_Objective_
Gather every line of the entries below that contains the string "floor", and copy each one unchanged. Treat uppercase and lowercase letters as different.

_Data to process_

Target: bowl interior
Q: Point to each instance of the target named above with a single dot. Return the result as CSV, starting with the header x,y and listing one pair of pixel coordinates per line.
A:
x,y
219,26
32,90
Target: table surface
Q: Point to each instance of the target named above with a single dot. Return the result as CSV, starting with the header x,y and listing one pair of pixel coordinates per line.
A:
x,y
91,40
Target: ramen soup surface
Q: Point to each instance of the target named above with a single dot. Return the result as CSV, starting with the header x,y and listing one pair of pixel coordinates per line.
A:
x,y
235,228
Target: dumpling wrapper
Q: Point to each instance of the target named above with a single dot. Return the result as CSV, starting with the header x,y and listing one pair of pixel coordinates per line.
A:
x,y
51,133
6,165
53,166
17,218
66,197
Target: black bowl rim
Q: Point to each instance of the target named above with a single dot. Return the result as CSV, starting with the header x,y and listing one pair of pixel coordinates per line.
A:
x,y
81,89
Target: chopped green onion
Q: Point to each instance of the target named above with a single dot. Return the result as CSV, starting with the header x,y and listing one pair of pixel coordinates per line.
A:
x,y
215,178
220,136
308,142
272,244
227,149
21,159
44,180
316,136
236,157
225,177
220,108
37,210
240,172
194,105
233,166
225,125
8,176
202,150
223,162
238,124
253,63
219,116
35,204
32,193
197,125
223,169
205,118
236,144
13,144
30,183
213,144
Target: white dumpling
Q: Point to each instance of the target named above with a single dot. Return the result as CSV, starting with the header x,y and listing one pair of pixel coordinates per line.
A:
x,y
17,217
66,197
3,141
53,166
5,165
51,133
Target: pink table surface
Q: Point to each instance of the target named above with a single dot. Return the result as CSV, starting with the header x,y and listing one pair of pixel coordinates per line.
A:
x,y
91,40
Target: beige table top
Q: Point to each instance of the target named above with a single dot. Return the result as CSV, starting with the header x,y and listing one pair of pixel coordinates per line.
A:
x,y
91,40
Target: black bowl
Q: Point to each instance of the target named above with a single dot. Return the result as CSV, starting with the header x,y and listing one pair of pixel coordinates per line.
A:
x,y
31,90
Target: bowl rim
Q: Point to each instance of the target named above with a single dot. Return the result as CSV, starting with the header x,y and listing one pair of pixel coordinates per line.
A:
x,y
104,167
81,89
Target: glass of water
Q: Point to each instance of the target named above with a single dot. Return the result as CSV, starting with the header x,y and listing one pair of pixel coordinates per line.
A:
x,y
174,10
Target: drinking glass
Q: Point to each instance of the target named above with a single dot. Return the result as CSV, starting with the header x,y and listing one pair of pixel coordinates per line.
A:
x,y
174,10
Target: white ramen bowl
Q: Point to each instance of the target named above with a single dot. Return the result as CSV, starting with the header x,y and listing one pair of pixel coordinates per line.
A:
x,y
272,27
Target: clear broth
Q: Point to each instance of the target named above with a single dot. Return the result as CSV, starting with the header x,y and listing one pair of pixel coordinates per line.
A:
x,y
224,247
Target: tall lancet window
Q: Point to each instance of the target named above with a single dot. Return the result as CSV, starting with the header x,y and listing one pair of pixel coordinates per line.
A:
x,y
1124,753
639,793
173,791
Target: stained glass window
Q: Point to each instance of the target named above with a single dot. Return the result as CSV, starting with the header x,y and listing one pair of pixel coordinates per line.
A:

* * *

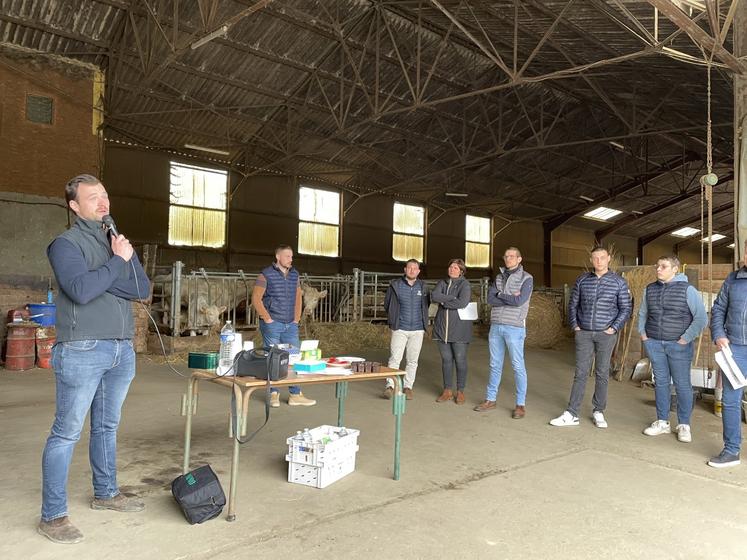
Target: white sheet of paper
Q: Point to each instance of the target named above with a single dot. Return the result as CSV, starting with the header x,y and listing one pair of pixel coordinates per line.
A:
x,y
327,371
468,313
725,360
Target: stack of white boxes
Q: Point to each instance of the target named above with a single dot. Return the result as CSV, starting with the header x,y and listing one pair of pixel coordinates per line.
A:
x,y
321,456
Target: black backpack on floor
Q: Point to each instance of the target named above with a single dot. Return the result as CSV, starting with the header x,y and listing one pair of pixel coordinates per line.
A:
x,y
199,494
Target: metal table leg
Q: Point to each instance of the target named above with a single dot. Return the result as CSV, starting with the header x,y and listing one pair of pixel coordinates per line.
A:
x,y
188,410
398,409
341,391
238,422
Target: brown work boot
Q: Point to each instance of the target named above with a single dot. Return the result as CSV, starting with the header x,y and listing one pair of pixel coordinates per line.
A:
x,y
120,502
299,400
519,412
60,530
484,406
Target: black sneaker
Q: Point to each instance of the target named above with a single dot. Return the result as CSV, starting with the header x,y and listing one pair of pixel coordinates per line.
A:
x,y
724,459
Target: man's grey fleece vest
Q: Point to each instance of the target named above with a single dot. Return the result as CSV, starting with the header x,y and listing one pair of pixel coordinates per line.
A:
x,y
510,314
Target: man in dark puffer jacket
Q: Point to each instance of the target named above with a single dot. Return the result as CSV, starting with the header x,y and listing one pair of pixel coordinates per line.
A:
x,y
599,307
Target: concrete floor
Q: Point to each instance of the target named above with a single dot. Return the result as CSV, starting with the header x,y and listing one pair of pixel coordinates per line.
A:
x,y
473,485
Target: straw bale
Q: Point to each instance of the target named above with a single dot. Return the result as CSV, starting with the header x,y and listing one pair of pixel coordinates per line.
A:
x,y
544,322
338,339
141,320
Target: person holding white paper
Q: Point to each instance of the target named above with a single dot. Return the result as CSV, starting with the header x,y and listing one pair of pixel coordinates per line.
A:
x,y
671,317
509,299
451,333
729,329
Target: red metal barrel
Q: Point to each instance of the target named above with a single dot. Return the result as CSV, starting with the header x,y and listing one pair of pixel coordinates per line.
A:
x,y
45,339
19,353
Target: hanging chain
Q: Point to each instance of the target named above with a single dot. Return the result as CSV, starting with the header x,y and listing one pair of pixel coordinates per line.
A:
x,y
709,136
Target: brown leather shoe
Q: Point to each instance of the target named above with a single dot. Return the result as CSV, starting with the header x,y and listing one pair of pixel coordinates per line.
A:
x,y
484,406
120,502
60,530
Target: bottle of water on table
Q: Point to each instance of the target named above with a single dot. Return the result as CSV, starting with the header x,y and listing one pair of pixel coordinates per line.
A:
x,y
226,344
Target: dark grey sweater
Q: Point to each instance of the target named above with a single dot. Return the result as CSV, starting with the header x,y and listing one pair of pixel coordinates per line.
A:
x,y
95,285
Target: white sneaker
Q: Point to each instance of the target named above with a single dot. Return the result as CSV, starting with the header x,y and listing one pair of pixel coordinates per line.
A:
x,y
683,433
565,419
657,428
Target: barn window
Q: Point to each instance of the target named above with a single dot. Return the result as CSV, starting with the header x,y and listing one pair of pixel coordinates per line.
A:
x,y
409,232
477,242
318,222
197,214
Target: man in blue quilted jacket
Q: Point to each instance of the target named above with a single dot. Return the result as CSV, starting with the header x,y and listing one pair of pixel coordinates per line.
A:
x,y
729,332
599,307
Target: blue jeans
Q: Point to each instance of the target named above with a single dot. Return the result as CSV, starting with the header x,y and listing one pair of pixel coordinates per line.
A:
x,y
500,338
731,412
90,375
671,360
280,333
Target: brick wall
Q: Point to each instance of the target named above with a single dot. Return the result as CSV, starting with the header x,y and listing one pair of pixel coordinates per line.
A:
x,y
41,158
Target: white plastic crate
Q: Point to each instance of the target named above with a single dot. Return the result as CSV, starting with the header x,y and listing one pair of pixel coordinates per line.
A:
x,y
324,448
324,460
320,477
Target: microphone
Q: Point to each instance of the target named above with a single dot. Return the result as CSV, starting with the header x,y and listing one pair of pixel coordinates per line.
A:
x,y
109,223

_Response below_
Target: black backpack on floor
Target: concrete floor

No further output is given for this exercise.